→ Direction: Swap "instance" for "occurrence" in everything from the line containing "Spot the thread" down to the end of the records. Return only those lines, with nothing else changed.

→ Records supplied:
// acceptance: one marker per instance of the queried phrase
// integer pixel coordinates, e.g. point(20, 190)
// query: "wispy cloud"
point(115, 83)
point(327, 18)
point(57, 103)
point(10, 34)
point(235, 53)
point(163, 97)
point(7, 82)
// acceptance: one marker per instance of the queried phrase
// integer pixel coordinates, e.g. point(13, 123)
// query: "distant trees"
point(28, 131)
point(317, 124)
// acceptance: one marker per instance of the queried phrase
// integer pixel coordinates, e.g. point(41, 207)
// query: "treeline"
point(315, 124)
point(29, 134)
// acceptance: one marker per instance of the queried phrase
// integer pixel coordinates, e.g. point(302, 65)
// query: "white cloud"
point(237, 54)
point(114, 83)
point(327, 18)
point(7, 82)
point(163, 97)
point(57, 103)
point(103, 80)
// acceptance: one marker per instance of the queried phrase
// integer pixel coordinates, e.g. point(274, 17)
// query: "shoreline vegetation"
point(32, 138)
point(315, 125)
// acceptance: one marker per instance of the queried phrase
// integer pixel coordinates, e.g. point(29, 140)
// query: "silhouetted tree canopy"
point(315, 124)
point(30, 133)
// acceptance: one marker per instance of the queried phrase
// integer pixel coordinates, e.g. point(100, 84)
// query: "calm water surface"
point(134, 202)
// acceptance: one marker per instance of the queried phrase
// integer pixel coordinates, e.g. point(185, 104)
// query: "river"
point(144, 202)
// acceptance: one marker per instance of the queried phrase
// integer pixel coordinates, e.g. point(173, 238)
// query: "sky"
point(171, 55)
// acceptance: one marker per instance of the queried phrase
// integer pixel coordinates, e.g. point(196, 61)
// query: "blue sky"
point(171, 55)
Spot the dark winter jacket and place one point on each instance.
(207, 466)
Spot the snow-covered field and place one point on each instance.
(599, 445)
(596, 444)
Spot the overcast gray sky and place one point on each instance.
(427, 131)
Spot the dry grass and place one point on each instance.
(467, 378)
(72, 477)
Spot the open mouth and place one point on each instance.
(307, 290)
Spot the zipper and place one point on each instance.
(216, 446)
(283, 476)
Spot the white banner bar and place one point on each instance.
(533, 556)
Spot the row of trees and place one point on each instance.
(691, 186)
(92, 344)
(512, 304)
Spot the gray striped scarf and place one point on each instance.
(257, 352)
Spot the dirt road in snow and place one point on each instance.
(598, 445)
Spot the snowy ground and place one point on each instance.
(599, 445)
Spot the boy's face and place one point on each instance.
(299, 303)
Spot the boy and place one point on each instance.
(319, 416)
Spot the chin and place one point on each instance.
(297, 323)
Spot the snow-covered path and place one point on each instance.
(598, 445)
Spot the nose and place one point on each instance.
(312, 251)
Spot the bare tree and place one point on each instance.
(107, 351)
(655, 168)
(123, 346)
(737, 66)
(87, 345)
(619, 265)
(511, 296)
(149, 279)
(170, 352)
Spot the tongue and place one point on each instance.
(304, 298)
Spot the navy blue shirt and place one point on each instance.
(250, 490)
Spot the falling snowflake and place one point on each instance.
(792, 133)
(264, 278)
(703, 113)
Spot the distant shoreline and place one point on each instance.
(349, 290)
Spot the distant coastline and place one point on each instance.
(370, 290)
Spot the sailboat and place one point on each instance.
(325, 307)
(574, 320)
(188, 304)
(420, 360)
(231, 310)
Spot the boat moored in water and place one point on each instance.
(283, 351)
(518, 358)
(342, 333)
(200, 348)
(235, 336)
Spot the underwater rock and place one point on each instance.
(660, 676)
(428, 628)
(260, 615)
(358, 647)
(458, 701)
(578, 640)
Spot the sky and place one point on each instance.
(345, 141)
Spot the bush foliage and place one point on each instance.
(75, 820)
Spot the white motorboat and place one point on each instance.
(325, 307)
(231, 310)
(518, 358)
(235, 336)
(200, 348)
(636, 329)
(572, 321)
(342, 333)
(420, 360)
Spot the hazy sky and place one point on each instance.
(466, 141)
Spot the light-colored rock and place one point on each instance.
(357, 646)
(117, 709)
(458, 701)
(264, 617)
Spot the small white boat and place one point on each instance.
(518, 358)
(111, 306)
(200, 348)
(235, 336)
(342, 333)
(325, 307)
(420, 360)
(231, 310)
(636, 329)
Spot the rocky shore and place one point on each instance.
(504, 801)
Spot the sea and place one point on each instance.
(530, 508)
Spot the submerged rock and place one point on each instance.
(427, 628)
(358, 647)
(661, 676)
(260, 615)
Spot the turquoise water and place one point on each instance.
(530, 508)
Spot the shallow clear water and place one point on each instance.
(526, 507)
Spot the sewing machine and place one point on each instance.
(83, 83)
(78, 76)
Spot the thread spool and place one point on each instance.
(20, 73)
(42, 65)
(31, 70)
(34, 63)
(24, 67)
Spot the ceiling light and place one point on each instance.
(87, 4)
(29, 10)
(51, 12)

→ Response to the task:
Spot the thread spool and place one point on each occurrence.
(20, 73)
(42, 65)
(31, 70)
(34, 63)
(24, 67)
Spot the ceiling light and place one point on each occurrence.
(87, 4)
(29, 10)
(51, 12)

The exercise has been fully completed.